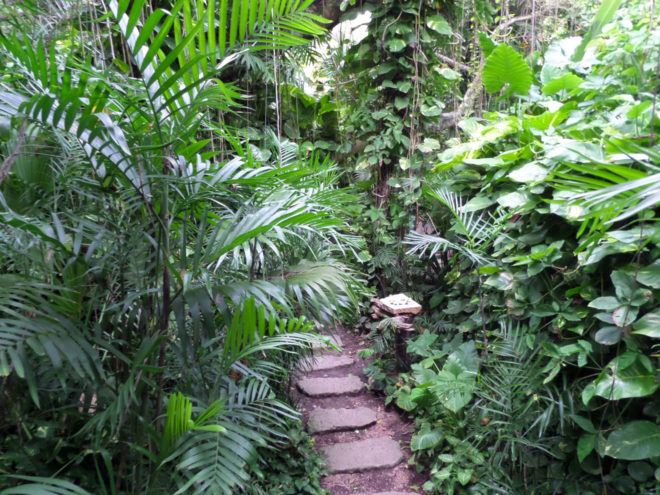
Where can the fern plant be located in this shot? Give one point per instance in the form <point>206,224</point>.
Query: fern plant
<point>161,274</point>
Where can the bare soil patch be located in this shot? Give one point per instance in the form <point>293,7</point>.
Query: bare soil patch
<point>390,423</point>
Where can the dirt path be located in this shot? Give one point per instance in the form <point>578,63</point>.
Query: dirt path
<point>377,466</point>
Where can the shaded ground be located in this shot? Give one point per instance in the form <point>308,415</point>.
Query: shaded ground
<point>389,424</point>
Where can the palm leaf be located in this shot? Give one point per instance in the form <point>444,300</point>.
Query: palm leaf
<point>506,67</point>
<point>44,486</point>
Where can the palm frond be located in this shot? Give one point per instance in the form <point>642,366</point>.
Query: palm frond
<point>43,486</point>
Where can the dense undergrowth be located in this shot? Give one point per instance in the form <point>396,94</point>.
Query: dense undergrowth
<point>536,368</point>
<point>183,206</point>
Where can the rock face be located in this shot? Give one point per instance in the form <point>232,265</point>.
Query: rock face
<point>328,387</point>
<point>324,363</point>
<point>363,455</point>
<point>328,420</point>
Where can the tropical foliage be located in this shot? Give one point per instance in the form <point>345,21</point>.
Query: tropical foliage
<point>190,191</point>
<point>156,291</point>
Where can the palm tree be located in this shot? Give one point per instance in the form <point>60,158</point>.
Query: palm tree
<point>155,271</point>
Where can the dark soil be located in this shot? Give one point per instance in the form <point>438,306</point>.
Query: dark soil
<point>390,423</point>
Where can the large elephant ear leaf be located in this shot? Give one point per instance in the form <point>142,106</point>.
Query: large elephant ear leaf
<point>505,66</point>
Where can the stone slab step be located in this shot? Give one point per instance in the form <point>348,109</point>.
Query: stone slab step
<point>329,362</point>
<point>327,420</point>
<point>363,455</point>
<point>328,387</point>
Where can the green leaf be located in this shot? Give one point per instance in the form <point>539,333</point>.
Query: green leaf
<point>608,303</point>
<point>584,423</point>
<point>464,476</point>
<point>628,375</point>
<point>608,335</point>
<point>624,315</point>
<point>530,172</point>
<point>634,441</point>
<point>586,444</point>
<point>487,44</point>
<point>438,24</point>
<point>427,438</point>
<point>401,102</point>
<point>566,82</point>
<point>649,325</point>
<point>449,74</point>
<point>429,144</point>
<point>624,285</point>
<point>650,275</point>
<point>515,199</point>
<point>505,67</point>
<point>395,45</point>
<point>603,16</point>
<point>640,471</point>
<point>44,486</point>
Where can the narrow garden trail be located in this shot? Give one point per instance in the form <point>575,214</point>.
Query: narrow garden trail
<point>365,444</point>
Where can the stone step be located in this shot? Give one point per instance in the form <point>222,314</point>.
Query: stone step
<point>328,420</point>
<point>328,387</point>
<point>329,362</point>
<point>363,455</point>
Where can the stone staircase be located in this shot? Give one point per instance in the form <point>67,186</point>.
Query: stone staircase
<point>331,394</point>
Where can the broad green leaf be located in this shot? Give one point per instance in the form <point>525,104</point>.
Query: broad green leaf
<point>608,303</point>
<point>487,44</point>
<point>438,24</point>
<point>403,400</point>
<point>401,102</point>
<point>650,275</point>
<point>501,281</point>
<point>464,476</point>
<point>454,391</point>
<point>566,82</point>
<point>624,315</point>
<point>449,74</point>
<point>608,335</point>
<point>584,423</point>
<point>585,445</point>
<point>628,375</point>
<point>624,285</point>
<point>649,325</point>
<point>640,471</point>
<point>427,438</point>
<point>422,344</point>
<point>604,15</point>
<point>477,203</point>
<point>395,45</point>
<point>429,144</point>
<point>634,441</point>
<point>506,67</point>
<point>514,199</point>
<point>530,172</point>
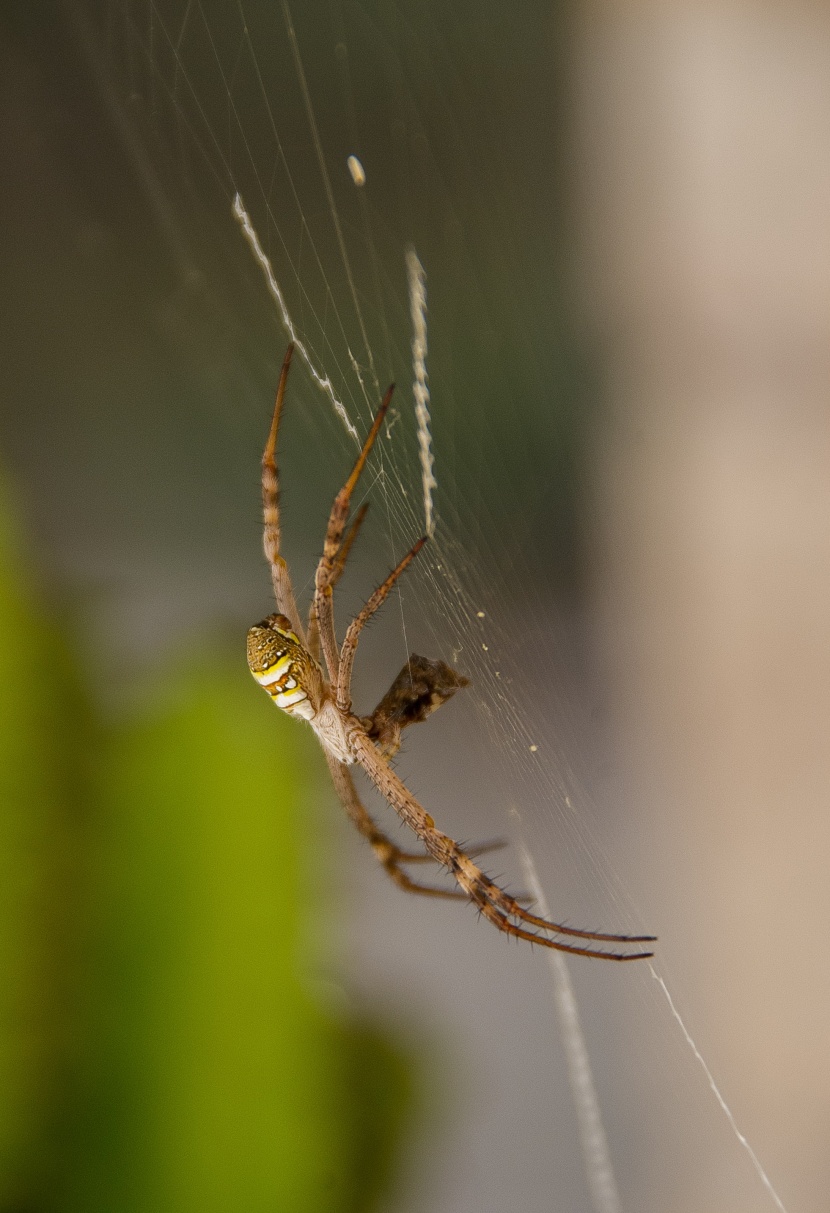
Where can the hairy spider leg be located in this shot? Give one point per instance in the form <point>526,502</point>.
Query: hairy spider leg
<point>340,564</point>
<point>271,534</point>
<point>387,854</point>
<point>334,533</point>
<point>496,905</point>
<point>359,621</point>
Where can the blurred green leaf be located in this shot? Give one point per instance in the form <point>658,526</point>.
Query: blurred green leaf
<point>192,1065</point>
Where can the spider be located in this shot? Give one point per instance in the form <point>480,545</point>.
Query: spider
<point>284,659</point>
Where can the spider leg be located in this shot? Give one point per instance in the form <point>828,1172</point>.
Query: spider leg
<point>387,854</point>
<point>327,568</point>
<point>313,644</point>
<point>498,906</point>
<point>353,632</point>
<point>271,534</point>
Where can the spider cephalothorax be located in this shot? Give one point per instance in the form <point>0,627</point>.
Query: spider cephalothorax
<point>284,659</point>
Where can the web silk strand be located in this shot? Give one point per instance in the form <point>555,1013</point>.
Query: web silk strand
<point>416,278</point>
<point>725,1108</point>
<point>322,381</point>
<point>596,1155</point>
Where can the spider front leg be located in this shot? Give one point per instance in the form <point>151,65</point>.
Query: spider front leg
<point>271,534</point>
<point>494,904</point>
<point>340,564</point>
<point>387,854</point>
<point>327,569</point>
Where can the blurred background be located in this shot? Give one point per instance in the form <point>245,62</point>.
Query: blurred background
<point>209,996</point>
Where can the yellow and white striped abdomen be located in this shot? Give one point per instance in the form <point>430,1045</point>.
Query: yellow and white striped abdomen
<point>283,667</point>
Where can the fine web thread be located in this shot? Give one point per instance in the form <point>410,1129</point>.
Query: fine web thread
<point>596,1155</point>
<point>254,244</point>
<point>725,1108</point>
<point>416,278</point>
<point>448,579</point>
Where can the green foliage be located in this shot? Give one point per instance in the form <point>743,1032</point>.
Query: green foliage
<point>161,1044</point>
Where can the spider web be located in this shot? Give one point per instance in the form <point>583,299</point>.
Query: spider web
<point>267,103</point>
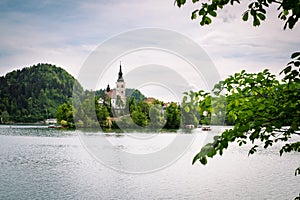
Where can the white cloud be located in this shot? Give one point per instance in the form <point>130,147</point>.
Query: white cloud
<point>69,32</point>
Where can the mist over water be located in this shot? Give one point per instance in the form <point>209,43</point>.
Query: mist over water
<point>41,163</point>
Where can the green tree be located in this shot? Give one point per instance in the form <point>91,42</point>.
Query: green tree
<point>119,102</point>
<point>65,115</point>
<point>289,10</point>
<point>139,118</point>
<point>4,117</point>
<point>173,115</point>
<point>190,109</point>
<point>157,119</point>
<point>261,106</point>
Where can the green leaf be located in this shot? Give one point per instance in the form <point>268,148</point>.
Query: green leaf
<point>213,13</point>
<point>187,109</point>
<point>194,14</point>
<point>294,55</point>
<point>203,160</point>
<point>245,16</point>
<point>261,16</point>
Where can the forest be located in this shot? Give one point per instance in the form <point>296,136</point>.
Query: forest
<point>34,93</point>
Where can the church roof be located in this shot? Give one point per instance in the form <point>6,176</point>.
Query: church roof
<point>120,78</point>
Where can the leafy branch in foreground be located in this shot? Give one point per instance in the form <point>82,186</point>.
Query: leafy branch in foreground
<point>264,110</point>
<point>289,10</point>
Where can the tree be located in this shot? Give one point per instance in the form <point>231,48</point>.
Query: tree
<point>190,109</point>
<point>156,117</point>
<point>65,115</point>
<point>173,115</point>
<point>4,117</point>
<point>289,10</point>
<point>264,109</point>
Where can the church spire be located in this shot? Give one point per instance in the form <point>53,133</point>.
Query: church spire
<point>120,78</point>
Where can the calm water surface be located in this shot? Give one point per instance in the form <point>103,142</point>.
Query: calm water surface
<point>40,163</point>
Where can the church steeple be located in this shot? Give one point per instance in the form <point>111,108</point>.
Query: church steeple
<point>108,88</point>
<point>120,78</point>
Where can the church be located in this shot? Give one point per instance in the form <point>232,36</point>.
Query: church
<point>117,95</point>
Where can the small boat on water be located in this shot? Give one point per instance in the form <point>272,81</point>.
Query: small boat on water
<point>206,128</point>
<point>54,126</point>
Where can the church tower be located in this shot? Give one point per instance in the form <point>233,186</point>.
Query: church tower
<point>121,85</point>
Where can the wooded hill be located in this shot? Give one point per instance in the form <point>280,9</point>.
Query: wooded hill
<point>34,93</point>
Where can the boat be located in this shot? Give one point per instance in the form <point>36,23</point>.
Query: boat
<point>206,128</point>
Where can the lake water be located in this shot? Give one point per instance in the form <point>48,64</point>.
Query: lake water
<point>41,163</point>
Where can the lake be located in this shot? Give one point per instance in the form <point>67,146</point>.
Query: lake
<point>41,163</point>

REQUIREMENT:
Quote verbatim the lines starting at the one that contains "Where can the web" and ending after the one that contains "<point>327,569</point>".

EXERCISE RESULT:
Where can the web silk strand be located in this shot? Give one point per instance in the form <point>555,1013</point>.
Query: web silk strand
<point>416,278</point>
<point>725,1108</point>
<point>322,381</point>
<point>596,1155</point>
Where can the spider front leg be located in this shot? Give one point per instance in the form <point>151,65</point>.
Query: spider front leg
<point>271,534</point>
<point>494,904</point>
<point>340,564</point>
<point>387,854</point>
<point>327,569</point>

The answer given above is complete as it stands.